■ **Problem description**
Go through the entries below and write each one out exactly.

**** Supplied records

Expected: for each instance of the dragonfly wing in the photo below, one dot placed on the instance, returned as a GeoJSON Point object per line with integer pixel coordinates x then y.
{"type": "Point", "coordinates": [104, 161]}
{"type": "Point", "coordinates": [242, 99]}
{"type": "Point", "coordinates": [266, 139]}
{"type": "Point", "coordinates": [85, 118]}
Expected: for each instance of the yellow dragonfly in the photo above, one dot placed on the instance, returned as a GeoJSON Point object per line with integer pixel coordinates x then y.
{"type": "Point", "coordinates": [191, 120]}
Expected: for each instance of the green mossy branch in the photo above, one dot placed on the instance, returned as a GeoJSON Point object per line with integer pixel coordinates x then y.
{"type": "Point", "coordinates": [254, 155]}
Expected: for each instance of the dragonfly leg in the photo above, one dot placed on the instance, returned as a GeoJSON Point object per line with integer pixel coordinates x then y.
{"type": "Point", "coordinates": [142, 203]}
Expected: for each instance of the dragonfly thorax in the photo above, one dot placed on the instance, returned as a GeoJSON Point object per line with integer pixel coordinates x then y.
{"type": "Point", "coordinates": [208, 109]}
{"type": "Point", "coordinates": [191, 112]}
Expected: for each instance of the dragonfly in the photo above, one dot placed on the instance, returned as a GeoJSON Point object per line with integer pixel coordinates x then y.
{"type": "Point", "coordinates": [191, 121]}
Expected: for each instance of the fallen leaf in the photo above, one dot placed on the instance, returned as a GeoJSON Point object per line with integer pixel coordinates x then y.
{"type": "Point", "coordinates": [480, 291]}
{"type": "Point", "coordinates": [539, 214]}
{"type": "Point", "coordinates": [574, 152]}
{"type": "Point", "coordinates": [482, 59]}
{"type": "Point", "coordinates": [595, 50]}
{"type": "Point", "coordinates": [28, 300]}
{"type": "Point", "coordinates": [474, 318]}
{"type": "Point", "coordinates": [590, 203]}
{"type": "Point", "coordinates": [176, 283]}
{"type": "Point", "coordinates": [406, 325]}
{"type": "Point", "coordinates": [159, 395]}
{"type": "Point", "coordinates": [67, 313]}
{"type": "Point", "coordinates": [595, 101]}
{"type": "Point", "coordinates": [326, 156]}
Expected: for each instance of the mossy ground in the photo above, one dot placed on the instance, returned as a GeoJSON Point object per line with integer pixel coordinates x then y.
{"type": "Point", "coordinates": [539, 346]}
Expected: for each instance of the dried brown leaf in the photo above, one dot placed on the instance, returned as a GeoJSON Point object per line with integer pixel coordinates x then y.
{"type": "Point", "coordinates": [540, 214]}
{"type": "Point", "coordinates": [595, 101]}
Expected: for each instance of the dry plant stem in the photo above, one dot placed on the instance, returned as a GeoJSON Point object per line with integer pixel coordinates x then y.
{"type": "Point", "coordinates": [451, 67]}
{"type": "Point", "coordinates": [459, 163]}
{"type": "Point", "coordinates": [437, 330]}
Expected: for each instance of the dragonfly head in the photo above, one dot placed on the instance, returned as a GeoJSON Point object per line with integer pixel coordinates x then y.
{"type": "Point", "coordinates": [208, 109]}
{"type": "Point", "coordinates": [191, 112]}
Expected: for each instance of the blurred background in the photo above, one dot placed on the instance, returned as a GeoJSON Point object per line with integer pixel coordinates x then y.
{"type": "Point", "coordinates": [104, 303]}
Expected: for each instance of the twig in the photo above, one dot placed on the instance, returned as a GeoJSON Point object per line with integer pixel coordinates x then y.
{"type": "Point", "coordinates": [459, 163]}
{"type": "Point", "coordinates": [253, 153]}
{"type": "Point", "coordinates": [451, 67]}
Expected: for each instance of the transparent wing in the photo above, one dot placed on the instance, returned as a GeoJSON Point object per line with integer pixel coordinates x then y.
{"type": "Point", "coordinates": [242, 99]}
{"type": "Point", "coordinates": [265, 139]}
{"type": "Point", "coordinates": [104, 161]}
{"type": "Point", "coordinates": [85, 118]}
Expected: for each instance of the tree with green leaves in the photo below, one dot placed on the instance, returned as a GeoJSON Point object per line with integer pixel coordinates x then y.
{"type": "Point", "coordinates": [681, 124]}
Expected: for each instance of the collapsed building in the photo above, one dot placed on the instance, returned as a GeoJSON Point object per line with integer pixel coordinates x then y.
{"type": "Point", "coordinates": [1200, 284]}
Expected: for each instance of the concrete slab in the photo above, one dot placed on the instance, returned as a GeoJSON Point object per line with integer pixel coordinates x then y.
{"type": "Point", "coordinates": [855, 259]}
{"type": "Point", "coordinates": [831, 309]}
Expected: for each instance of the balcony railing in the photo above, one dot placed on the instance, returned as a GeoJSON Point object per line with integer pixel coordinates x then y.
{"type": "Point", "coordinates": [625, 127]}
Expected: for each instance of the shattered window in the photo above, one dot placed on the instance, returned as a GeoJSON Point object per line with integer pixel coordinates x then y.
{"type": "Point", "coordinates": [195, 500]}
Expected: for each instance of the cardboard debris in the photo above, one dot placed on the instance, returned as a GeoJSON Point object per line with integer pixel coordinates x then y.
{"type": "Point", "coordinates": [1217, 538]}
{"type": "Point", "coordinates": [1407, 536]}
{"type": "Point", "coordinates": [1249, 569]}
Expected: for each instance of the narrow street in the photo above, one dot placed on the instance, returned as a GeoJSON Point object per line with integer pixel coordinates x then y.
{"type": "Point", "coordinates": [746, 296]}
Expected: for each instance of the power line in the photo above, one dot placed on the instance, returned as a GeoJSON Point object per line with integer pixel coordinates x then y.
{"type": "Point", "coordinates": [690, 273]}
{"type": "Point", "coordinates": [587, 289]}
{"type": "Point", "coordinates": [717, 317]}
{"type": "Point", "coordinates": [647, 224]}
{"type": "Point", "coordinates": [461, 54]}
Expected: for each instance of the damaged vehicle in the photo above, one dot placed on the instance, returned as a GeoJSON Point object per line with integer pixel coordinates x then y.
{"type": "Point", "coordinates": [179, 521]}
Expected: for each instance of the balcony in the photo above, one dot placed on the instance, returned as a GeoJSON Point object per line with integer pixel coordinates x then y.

********

■ **Output of the exercise**
Expected: for each instance of the dragonfly wing in the photo below, one dot placed on the instance, returned as a GeoJSON Point object per line with integer pixel coordinates x then y.
{"type": "Point", "coordinates": [104, 161]}
{"type": "Point", "coordinates": [242, 99]}
{"type": "Point", "coordinates": [266, 139]}
{"type": "Point", "coordinates": [85, 118]}
Expected: for each instance of the yellow dragonfly in the photo above, one dot placed on the instance, returned as a GeoJSON Point object per line with integer pixel coordinates x then y.
{"type": "Point", "coordinates": [191, 120]}
Expected: for each instance of the green mossy branch in the photo above, one dot placed on the instance, returned as a GeoJSON Point object per line with integer pixel coordinates x then y.
{"type": "Point", "coordinates": [254, 155]}
Expected: for each instance of the dragonfly leg in the photo above, one dot placed on the instance, returned as a GeoJSON Point object per line with integer pixel coordinates x then y.
{"type": "Point", "coordinates": [142, 203]}
Expected: for each instance of the dragonfly thorax in the photo above, one dot placed on the instance, returned as a GeoJSON Point object per line with integer pixel coordinates x then y.
{"type": "Point", "coordinates": [208, 109]}
{"type": "Point", "coordinates": [191, 112]}
Expected: for each instance of the dragonfly in the photo above, one dot placed on the instance, returned as a GeoJSON Point object per line with integer pixel coordinates x then y.
{"type": "Point", "coordinates": [191, 121]}
Expected: for each instance of the fallen leaf in the photo above, one dot placed on the instance, returned as a GeoJSON Point object per line with integer pixel coordinates x then y.
{"type": "Point", "coordinates": [480, 291]}
{"type": "Point", "coordinates": [539, 214]}
{"type": "Point", "coordinates": [574, 152]}
{"type": "Point", "coordinates": [482, 59]}
{"type": "Point", "coordinates": [595, 50]}
{"type": "Point", "coordinates": [28, 300]}
{"type": "Point", "coordinates": [474, 318]}
{"type": "Point", "coordinates": [590, 203]}
{"type": "Point", "coordinates": [176, 283]}
{"type": "Point", "coordinates": [406, 325]}
{"type": "Point", "coordinates": [159, 395]}
{"type": "Point", "coordinates": [67, 313]}
{"type": "Point", "coordinates": [595, 101]}
{"type": "Point", "coordinates": [326, 156]}
Expected: for each instance of the mossy ground in the photo above, one dot placed on the instance, returned as a GeoJSON Point object per line with integer pixel coordinates x then y.
{"type": "Point", "coordinates": [539, 346]}
Expected: for each instance of the dried brown leaf in the photo above, one dot placed on the instance, returned as a GeoJSON Point object per line with integer pixel coordinates x then y.
{"type": "Point", "coordinates": [540, 214]}
{"type": "Point", "coordinates": [595, 101]}
Expected: for each instance of the dry plant stem in the photo above, one dot placed on the instance, returned as a GeoJSON Point object per line with integer pixel coordinates x then y.
{"type": "Point", "coordinates": [451, 67]}
{"type": "Point", "coordinates": [459, 163]}
{"type": "Point", "coordinates": [437, 330]}
Expected: for each instance of the dragonfly head in the photo above, one dot placed on the instance, returned as a GeoJSON Point object per line with integer pixel coordinates x then y.
{"type": "Point", "coordinates": [208, 109]}
{"type": "Point", "coordinates": [191, 112]}
Expected: for each instance of the blurred background in the photo above, one dot placed on the instance, returned as a GeoJSON Point object per line with integer pixel coordinates x then y.
{"type": "Point", "coordinates": [104, 303]}
Expected: for each instance of the twig in the photo above, one dot placed on the instance, returned as a GeoJSON Point object per line with integer pixel coordinates x then y.
{"type": "Point", "coordinates": [459, 163]}
{"type": "Point", "coordinates": [253, 153]}
{"type": "Point", "coordinates": [451, 67]}
Expected: for each instance of the transparent wing in the photo above, one dot placed on the instance, returned as a GeoJSON Point object per line with integer pixel coordinates x then y.
{"type": "Point", "coordinates": [242, 99]}
{"type": "Point", "coordinates": [265, 139]}
{"type": "Point", "coordinates": [104, 161]}
{"type": "Point", "coordinates": [85, 118]}
Expected: for each instance of the tree with green leaves in the photo below, one dot placed on the instance, returned as a GeoJSON Point object per line with integer pixel coordinates x then y.
{"type": "Point", "coordinates": [681, 124]}
Expected: for each instance of the collapsed building in the photo above, one dot placed on the instance, returned as a GeoJSON Point object per line with integer pixel coordinates x then y.
{"type": "Point", "coordinates": [1200, 284]}
Expected: for each instance of the concrete slab in the photo above, one dot placed on the instance, returned as a GeoJSON Point object per line with integer pixel coordinates x then y.
{"type": "Point", "coordinates": [855, 259]}
{"type": "Point", "coordinates": [831, 309]}
Expected: for each instance of the balcony railing in the photo above, one dot placed on the instance, returned as a GeoJSON Point object per line with integer pixel coordinates x then y.
{"type": "Point", "coordinates": [625, 127]}
Expected: for each instance of the shattered window in the photo above, one dot placed on the instance, returned as a GeoJSON Point object per line with integer pixel coordinates x then y.
{"type": "Point", "coordinates": [195, 500]}
Expected: for each instance of the cardboard debris in the photo above, one dot placed on the instance, returned as a GeoJSON Point object per line with integer pixel coordinates x then y.
{"type": "Point", "coordinates": [1217, 538]}
{"type": "Point", "coordinates": [1407, 536]}
{"type": "Point", "coordinates": [1249, 569]}
Expected: for each instance of the narrow street in the photo above, one dot placed on the instance, returned as a GeoJSON Point object per line with integer pixel coordinates x then y.
{"type": "Point", "coordinates": [746, 296]}
Expected: for each instance of the power line in the photo above, one dot placed on the instance, returned as a GeoJSON Point object per line with integer pixel coordinates x then y.
{"type": "Point", "coordinates": [690, 273]}
{"type": "Point", "coordinates": [587, 289]}
{"type": "Point", "coordinates": [717, 317]}
{"type": "Point", "coordinates": [647, 224]}
{"type": "Point", "coordinates": [461, 54]}
Expected: for each instance of the damaged vehicle in the photo above, one dot placed on the instance, returned as a GeoJSON Point object per line with integer pixel coordinates x then y.
{"type": "Point", "coordinates": [179, 521]}
Expected: for each instance of the balcony in the photo above, one dot placed on the instance, returned as a GeoJSON Point object per line with integer pixel coordinates x then y.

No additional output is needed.